Natural-language object grounding data:
----------------
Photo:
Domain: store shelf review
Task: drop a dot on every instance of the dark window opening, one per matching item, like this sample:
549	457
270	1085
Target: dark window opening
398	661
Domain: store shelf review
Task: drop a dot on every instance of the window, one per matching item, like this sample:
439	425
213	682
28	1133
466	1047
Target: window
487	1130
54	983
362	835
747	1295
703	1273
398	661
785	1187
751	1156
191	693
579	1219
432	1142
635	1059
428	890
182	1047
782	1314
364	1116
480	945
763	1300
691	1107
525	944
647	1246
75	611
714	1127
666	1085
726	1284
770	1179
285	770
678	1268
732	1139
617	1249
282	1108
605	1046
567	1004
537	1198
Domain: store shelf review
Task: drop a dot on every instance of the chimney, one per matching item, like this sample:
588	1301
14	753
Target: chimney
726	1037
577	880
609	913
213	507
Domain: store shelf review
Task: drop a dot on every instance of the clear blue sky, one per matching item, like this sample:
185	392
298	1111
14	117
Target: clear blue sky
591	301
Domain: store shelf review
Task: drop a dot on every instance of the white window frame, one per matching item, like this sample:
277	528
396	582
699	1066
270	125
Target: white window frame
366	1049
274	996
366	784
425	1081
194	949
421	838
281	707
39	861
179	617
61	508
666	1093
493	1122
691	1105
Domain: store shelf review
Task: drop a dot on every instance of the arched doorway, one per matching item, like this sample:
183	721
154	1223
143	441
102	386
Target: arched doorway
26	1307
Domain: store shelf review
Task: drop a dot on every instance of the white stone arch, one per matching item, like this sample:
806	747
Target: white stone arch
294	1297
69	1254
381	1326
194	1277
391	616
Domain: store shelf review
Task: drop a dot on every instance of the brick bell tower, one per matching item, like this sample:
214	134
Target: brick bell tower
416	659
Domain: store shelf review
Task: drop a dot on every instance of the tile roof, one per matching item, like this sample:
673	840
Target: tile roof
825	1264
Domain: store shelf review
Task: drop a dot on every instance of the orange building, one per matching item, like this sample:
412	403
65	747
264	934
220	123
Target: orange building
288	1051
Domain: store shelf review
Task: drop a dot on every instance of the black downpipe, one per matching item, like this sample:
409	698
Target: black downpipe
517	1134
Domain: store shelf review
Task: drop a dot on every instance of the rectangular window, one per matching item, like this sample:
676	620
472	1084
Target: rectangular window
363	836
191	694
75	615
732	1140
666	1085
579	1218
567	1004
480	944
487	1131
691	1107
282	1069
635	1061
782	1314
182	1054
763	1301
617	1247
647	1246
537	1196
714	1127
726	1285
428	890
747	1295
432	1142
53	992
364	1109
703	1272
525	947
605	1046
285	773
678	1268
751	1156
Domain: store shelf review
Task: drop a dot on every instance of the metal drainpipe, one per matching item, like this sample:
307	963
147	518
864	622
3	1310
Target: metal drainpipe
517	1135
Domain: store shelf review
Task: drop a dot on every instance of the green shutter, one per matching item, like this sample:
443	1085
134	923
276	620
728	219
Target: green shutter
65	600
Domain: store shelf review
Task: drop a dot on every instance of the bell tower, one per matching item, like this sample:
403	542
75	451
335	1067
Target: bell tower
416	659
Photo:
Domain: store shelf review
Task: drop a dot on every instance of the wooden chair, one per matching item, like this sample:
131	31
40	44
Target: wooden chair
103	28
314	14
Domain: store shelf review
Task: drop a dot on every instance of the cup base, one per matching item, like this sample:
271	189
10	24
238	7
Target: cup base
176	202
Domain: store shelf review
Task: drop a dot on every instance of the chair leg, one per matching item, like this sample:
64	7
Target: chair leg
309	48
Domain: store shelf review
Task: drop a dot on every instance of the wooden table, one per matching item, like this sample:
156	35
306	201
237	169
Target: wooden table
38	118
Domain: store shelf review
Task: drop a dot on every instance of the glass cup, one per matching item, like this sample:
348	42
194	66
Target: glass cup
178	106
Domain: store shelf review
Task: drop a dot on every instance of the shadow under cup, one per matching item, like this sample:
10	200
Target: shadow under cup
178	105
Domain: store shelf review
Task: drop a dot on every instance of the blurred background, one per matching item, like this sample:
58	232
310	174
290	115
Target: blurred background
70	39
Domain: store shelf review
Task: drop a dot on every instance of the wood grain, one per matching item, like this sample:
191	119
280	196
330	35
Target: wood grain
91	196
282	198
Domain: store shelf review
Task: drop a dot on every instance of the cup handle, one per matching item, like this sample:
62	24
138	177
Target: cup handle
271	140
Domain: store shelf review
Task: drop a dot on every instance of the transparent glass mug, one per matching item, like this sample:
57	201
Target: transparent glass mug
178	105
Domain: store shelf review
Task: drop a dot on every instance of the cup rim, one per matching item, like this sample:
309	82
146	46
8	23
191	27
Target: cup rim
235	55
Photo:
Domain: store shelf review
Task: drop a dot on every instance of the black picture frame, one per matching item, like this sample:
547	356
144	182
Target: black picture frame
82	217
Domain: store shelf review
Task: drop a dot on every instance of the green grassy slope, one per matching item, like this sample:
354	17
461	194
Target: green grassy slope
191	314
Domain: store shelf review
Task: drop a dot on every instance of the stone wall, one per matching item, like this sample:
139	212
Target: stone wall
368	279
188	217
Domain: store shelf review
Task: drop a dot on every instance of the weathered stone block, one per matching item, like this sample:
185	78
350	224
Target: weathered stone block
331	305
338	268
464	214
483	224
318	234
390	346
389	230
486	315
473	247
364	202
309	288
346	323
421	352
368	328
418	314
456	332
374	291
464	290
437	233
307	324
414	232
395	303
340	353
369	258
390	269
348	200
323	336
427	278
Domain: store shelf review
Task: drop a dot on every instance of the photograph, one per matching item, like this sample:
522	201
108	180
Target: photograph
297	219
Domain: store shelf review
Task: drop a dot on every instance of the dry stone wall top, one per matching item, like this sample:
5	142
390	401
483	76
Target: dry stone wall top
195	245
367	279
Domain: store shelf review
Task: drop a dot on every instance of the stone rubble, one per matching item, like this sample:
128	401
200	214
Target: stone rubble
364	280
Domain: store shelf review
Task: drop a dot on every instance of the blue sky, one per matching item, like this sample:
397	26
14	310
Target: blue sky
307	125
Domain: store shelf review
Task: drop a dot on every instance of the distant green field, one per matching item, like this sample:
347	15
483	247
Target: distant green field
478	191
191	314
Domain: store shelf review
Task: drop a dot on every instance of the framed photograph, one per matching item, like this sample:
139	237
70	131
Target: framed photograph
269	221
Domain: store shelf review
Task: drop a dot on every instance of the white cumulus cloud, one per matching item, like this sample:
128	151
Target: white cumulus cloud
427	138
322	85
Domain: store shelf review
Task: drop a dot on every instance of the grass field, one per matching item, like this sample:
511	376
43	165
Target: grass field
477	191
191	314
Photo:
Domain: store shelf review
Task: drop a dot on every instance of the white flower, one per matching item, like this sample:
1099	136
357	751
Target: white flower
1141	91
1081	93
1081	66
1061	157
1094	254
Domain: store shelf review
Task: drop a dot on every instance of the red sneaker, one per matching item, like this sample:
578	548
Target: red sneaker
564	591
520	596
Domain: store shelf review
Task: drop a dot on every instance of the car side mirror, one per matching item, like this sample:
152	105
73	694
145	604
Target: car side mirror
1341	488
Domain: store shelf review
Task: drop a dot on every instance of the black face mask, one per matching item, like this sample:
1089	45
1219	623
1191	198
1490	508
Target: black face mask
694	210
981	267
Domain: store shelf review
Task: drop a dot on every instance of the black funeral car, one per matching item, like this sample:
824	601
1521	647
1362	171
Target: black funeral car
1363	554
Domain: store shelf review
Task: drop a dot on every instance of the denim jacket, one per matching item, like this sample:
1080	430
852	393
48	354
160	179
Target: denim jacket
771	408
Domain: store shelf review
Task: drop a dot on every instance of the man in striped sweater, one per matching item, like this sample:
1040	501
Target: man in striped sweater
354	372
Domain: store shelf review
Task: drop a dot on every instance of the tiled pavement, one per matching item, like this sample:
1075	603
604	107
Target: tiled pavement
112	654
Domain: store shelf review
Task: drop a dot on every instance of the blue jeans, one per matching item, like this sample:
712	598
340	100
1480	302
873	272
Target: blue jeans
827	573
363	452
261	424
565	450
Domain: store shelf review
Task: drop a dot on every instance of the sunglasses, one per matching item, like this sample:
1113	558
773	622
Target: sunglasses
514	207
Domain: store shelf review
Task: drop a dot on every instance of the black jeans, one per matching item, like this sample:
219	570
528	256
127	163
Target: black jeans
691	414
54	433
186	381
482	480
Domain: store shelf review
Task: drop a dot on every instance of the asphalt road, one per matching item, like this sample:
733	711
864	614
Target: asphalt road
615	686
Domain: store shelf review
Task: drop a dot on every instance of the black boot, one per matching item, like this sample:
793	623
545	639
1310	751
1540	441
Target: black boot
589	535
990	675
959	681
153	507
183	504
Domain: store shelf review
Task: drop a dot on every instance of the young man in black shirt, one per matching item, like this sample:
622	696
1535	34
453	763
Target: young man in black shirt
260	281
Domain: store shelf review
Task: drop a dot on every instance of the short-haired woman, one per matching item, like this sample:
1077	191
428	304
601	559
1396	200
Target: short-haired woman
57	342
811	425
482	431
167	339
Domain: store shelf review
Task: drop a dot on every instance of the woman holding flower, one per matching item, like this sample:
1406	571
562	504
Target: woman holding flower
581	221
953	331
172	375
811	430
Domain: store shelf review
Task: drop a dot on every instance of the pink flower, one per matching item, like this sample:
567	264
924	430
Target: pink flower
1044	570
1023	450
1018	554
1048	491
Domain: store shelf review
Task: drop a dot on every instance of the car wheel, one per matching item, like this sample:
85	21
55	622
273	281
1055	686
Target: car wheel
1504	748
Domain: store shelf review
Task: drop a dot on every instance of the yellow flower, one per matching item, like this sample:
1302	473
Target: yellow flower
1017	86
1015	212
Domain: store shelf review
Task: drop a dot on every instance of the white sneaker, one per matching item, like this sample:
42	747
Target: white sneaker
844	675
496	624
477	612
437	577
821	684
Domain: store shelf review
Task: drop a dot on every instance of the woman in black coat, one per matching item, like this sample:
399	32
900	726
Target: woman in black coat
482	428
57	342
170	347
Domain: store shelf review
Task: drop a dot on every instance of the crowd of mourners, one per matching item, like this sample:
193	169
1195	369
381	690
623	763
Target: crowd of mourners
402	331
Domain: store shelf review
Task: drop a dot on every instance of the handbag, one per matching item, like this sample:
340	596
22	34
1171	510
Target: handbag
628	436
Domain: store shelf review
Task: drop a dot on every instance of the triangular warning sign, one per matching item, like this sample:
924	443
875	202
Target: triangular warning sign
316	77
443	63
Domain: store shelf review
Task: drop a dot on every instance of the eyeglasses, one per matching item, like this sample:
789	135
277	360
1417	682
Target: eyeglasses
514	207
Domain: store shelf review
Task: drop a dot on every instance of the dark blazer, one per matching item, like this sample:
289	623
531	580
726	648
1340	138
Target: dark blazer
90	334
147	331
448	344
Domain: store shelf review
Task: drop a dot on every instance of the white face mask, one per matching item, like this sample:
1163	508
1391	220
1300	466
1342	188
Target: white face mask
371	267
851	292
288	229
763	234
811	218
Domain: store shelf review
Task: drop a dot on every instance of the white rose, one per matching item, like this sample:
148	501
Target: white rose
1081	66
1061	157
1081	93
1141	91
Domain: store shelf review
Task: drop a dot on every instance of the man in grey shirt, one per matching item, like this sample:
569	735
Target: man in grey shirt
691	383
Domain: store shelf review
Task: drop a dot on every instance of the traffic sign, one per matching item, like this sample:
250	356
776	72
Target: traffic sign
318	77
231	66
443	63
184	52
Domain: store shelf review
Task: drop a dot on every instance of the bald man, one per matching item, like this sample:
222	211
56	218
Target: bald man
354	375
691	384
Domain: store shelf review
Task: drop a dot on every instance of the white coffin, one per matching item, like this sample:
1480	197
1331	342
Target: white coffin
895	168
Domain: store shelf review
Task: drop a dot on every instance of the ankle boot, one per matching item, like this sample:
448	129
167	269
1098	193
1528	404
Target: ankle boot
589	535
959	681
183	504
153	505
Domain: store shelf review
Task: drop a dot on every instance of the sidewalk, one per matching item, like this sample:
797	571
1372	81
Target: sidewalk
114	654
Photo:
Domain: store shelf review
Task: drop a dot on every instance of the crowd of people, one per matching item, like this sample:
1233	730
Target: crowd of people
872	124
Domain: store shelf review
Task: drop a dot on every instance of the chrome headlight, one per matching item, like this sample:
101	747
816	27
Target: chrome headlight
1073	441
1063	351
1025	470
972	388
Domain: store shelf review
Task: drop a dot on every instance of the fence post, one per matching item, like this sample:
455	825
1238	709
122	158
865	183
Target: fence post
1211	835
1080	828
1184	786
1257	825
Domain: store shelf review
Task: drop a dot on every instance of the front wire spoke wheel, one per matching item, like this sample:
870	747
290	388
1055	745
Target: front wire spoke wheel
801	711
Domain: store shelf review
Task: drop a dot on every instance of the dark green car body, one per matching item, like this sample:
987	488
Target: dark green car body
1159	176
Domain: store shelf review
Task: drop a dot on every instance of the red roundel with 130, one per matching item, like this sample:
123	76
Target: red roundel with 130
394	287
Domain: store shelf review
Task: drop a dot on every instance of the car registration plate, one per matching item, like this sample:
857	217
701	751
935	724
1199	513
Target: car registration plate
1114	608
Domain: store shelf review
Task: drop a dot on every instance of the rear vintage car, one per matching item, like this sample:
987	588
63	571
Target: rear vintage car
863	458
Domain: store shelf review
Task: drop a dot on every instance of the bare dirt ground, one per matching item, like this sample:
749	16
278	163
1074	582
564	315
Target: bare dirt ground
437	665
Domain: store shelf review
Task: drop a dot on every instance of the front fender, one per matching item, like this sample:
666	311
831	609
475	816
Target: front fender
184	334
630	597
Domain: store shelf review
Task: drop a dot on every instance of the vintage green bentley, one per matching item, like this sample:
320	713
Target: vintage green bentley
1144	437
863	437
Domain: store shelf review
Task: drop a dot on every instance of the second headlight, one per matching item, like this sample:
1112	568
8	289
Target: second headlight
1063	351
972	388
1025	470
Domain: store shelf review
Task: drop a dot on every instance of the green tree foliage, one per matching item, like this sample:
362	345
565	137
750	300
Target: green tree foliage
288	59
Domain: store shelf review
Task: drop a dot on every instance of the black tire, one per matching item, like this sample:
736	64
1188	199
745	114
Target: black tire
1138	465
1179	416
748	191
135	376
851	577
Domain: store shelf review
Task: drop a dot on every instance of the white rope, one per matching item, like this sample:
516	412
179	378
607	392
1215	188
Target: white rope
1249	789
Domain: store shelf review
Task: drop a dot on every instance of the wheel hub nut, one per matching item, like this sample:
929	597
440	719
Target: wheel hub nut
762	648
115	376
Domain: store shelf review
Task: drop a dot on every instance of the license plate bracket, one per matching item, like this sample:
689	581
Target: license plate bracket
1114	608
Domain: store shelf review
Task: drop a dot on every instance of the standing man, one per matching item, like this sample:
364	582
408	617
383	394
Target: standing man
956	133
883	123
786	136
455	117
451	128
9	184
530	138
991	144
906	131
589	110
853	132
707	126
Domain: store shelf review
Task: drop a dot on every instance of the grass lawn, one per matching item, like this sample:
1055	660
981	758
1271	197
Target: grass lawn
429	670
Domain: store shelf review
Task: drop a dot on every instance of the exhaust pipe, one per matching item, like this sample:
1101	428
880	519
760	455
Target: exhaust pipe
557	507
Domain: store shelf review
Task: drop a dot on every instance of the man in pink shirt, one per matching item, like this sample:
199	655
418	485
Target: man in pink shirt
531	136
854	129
----------------
| WHAT THE EXERCISE ASKS |
The expected answer is an exact copy of the lines above, beginning at the line with "Target: sidewalk" and ending at the line with "Task: drop a dot on every instance of the rear", with both ends in.

| ANSWER BOX |
Target: sidewalk
114	654
Photo:
Domain: store shelf review
Task: drop a dot on every instance of the crowd of people, one per matching item, like this sample:
1233	730
Target: crowd of people
872	124
Domain: store shelf review
Task: drop a dot on every instance of the chrome headlight, one per matching item, like this sample:
101	747
816	27
Target: chrome headlight
1073	441
1063	351
1025	470
972	388
Domain: store shelf review
Task: drop a dot on every instance of the fence post, one per matching item, like this sample:
455	825
1238	709
122	158
865	183
Target: fence post
1211	835
1080	828
1184	786
1257	825
Domain: store shelf review
Task: drop a dot on every instance of the front wire spoke wheel, one per matching item, like this sample:
870	747
290	388
1055	745
Target: front wire spoke wheel
801	711
Domain: store shelf review
Task: drop a dot on every instance of the dark green car body, one per matching item, like this sample:
987	488
Target: dark green car body
1159	176
Domain: store shelf review
Task: drop a dot on every instance of the red roundel with 130, one per matching item, like this sample:
123	76
Target: red roundel with 130
394	287
Domain: store shelf review
Task: drop a dot on every instance of the car registration plate, one per matching item, like this sample:
857	217
701	751
935	724
1199	513
Target: car registration plate
1114	608
Domain: store shelf review
Task: drop a dot on every instance of the rear vintage car, one per matching item, like this sample:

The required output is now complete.